SOURCE:
-- START --

I heard great things about this book, and it was OK, but... The cultures portrayed in the book just were unrelatable to me. I couldn't really connect with the characters. I liked some of the prose. Some descriptions were memorable enough I stopped to reread them. But overall, it missed the mark for me. Not a horrible book, but I was expecting something more.
Great story for a 76 year old white, straight man to read. This opened my eyes to an existence so different from mine. Populated with drug usage and gay black men and women, it shows the struggle of trying to make it in nyc when one is privileged( educated) and yet in a lifestyle which is problematic. It’s the story of an upward bound young black man who is arrested for drug possession and looses his roommate to mysterious circumstances at the same time. He grieves for her. Reminiscent of Bright Lights Big City, a huge novel in late 80s. I enjoyed it immensely.As to style, his is beautiful and we’ll hear more from him I hope.
Very thin, weak story line. Author attempts to prop the story up by making the protagonist black and linking his limited brush with the criminal justice system to a wider black American experience.
This book had real promise but felt empty and aimless. The main character lacks any substance and feels like a caricature - if he was a queer white male living a privileged life in Manhattan in his 20s we would have no tolerance for it - the fact that he is black and queer (and privileged and slightly devoid of personality) makes him a hair more interesting but honestly I’m not sure why this would make a story interesting. I also feel like the book is pretentious -!a lot of well crafted words but not much substance. Very disappointing and a general waste of time.
This book is an incredible read, and I highly recommend it.

-- END --

EXTRACTED DATA:

-- START --

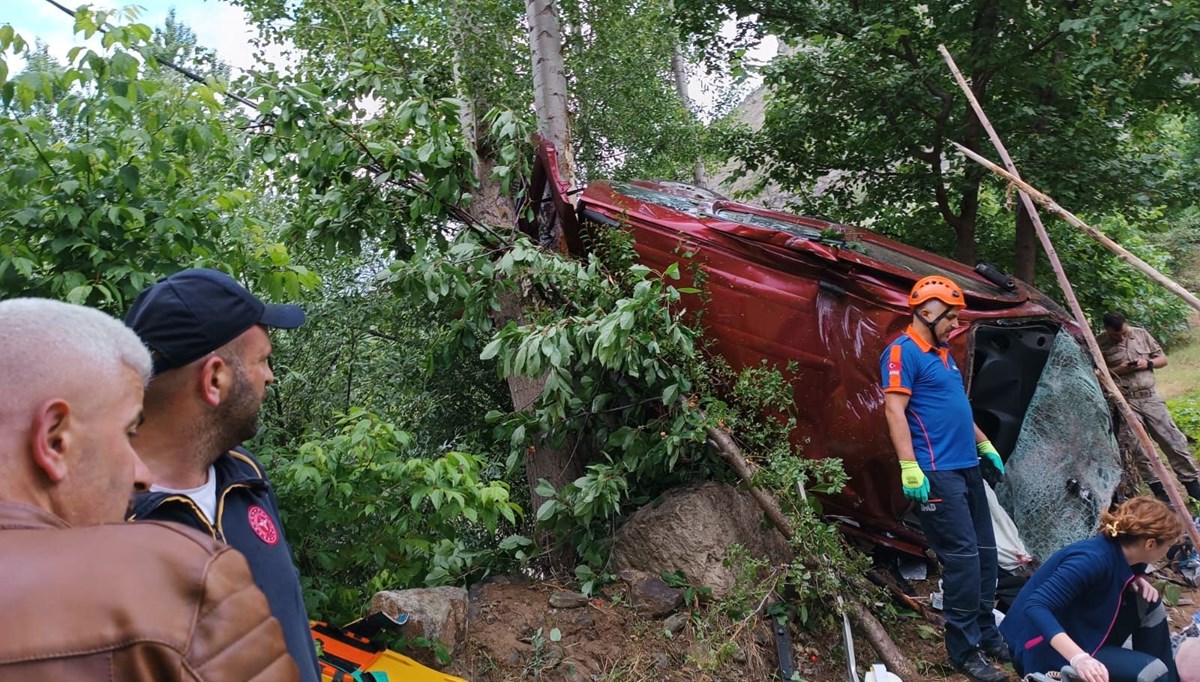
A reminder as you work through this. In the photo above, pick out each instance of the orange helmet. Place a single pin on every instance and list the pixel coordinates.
(936, 287)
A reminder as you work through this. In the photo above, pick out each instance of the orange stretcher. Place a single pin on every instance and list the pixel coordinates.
(347, 654)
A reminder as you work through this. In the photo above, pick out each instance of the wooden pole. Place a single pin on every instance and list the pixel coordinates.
(1027, 191)
(1105, 377)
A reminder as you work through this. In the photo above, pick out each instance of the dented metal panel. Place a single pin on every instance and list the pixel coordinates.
(827, 299)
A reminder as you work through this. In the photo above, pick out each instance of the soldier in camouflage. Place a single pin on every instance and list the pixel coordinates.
(1132, 356)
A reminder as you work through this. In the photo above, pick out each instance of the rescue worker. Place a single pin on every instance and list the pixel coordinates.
(211, 369)
(1132, 356)
(940, 449)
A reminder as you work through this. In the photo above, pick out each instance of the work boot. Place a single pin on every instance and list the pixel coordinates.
(977, 669)
(1159, 491)
(1193, 488)
(999, 654)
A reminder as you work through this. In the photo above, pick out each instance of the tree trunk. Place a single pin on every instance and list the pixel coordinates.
(550, 82)
(679, 69)
(559, 466)
(965, 228)
(1025, 258)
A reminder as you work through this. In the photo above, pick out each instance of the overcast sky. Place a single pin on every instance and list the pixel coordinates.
(217, 24)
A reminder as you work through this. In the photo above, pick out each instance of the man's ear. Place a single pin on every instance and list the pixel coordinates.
(52, 438)
(216, 376)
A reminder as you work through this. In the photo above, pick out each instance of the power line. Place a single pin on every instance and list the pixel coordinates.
(451, 209)
(183, 71)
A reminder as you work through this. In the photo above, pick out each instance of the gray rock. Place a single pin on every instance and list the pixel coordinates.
(675, 623)
(568, 600)
(690, 530)
(649, 596)
(661, 660)
(438, 614)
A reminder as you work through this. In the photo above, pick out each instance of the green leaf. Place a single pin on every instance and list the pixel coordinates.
(130, 177)
(544, 488)
(547, 509)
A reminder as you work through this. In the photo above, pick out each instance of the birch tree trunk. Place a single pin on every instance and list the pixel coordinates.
(679, 69)
(562, 465)
(550, 82)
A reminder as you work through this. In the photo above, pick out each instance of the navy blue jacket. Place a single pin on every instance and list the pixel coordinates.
(1079, 591)
(249, 520)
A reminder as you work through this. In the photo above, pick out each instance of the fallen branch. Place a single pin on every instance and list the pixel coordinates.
(1103, 375)
(876, 635)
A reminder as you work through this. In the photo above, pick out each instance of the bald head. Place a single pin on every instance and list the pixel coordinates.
(71, 387)
(47, 346)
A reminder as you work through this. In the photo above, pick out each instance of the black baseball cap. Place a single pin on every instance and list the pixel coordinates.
(191, 313)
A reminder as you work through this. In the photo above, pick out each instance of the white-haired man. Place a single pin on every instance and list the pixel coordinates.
(84, 596)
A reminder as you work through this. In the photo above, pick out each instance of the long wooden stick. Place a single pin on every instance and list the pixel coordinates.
(1120, 251)
(873, 628)
(1105, 377)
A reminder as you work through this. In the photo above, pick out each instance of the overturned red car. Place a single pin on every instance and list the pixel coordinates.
(827, 298)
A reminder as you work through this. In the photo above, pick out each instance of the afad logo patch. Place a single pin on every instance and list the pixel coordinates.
(263, 525)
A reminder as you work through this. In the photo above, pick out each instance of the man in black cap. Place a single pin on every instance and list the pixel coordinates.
(211, 353)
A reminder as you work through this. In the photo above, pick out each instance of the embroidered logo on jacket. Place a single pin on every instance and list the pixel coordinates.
(263, 525)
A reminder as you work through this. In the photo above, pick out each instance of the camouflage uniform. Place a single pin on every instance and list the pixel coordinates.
(1139, 390)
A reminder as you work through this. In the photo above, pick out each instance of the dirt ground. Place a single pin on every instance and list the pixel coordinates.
(514, 634)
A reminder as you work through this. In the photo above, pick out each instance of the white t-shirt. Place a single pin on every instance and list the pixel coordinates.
(205, 496)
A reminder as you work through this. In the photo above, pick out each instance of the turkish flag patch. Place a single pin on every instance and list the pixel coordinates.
(263, 525)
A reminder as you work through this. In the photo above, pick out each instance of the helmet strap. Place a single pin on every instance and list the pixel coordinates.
(933, 324)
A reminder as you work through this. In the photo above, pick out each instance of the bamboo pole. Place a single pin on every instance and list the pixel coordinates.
(1104, 376)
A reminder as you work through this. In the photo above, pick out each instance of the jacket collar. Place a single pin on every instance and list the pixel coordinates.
(235, 467)
(21, 516)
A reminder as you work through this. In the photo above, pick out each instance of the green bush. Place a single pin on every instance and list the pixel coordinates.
(364, 516)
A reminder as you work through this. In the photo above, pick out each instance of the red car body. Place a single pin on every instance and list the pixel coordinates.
(826, 299)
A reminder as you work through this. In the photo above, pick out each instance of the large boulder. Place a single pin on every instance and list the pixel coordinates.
(690, 530)
(438, 614)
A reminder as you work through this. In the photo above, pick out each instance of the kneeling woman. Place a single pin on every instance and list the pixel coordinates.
(1090, 597)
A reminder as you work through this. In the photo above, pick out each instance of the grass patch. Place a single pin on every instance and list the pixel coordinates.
(1181, 376)
(1186, 412)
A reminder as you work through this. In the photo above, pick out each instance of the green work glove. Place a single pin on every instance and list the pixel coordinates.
(987, 449)
(916, 485)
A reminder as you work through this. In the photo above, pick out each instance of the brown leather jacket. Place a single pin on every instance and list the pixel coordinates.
(130, 602)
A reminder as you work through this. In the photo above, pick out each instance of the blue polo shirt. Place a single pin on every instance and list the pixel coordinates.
(939, 412)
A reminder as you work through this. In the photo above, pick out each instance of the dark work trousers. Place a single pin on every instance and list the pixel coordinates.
(1150, 659)
(958, 525)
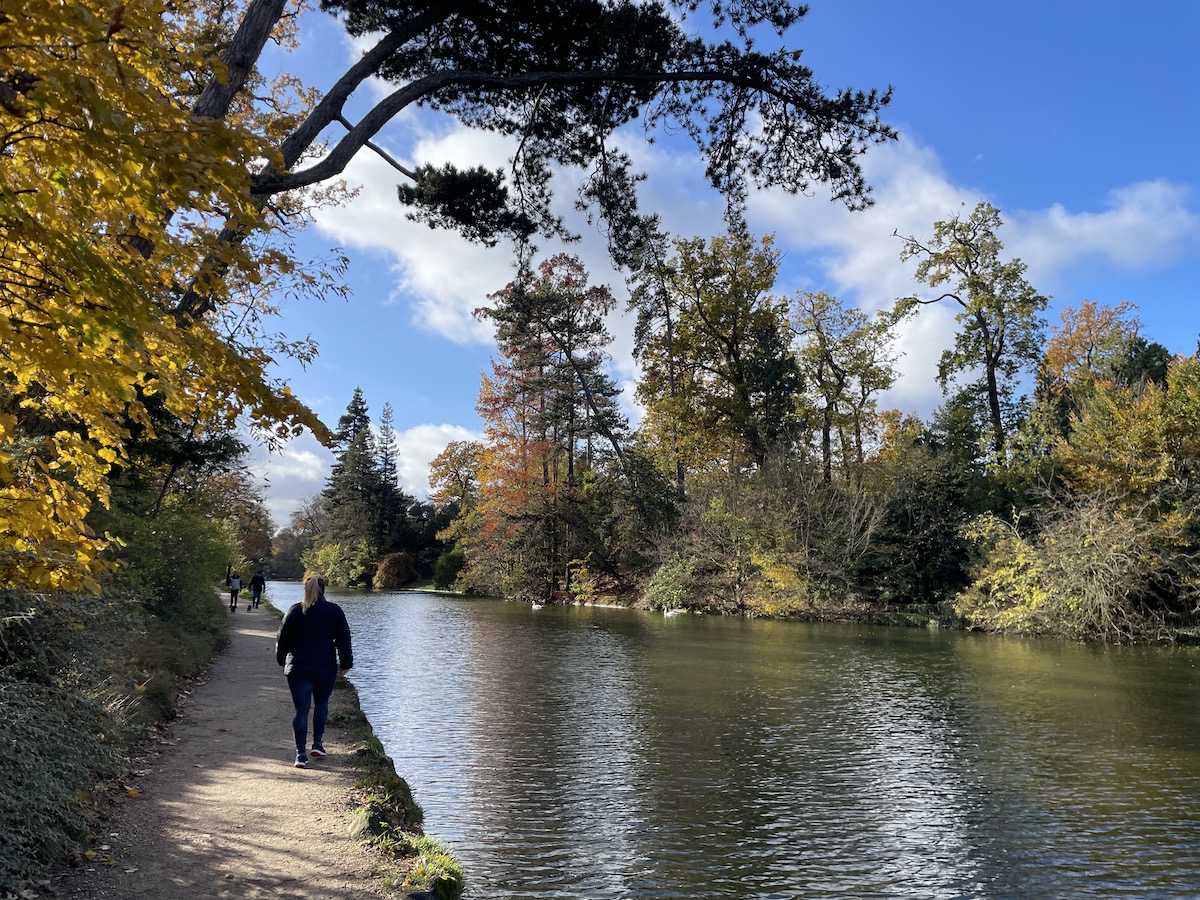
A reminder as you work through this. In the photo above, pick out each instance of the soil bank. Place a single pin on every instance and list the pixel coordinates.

-- END --

TO DO:
A - Summarize the book reviews in two sentences.
B - Rewrite the book reviews from "Very thin, weak" up to and including "highly recommend it.", substituting "narrative" for "story".
C - According to the book reviews, which novel does one reviewer say the book is reminiscent of?
None of the data is needed for this work.

EXERCISE ANSWERS:
A - One reviewer, a 76-year-old man, praised the story of an upward bound young black man in New York who is arrested for drug possession and loses his roommate, calling the author's style beautiful. Other reviewers found the book unrelatable, thin, empty, or pretentious, while one called it an incredible read.

B -
Very thin, weak narrative line. Author attempts to prop the narrative up by making the protagonist black and linking his limited brush with the criminal justice system to a wider black American experience.
This book had real promise but felt empty and aimless. The main character lacks any substance and feels like a caricature - if he was a queer white male living a privileged life in Manhattan in his 20s we would have no tolerance for it - the fact that he is black and queer (and privileged and slightly devoid of personality) makes him a hair more interesting but honestly I’m not sure why this would make a narrative interesting. I also feel like the book is pretentious -!a lot of well crafted words but not much substance. Very disappointing and a general waste of time.
This book is an incredible read, and I highly recommend it.

C - Bright Lights Big City.